> _What to do_
Each entry must be returned exactly. None may be omitted.

> _Input data_
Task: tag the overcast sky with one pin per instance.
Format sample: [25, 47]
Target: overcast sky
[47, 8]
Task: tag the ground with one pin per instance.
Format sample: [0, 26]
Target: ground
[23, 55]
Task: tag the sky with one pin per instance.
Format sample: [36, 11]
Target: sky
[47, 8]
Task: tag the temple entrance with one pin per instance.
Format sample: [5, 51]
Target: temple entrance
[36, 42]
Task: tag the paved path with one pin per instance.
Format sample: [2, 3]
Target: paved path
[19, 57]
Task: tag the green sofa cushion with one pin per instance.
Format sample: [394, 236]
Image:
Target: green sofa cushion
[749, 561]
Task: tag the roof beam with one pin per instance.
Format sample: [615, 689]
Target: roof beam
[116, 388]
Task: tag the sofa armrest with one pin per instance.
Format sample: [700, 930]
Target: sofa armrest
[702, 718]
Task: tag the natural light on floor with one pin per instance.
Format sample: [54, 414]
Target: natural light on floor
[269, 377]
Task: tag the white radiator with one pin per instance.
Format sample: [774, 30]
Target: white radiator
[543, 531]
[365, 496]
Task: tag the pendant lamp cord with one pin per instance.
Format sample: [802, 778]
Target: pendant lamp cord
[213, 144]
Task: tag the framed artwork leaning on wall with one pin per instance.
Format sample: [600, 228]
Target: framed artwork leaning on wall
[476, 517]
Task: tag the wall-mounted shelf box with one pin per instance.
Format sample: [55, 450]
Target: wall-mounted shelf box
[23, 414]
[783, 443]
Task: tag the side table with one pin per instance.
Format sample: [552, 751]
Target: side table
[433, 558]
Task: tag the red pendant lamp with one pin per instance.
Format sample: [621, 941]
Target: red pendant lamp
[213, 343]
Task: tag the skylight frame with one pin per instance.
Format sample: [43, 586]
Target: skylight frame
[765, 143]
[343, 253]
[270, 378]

> _Task response_
Task: tag the overcast sky with one pin per instance.
Format sample: [25, 47]
Target: overcast sky
[47, 8]
Task: tag the ground with one pin per instance.
Format sample: [0, 26]
Target: ground
[23, 55]
Task: tag the sky with one pin per instance.
Format sample: [36, 11]
Target: sky
[47, 8]
Task: tag the temple entrance with one pin per instance.
Format sample: [5, 51]
Target: temple entrance
[36, 42]
Task: tag the paved path with one pin per instance.
Format sample: [2, 3]
Target: paved path
[19, 57]
Task: tag the green sofa cushion with one pin per instance.
Format sample: [394, 236]
Image:
Target: green sofa cushion
[749, 561]
Task: tag the roof beam with one pin per instance.
Format sample: [615, 689]
Target: roof beam
[116, 388]
Task: tag the sofa armrest with one pin per instance.
Format sample: [700, 930]
Target: sofa armrest
[702, 718]
Task: tag the natural light on floor with one pin per instance.
Format sample: [54, 414]
Target: natural light on floor
[269, 377]
Task: tag the white radiator with one pin per instance.
Format sample: [774, 30]
Target: white radiator
[543, 531]
[365, 496]
Task: tag the pendant lamp cord with one pin per instance.
Format sample: [802, 778]
Target: pendant lamp cord
[213, 144]
Task: tag the framed artwork leaning on wall with one pin per instance.
Format sample: [600, 228]
Target: framed artwork leaning on wall
[476, 517]
Task: tag the wall-mounted shelf box with one pin per instance.
Format sample: [55, 450]
Target: wall-mounted shelf box
[23, 414]
[783, 443]
Task: tag the side table with one pin per instance.
Format sample: [552, 751]
Target: side table
[433, 558]
Task: tag the red pendant lamp with one pin per instance.
Format sample: [621, 941]
Target: red pendant lamp
[213, 343]
Task: tag the skylight frame with one pin per instance.
Format sample: [43, 586]
Target: skylight frame
[765, 143]
[343, 253]
[270, 378]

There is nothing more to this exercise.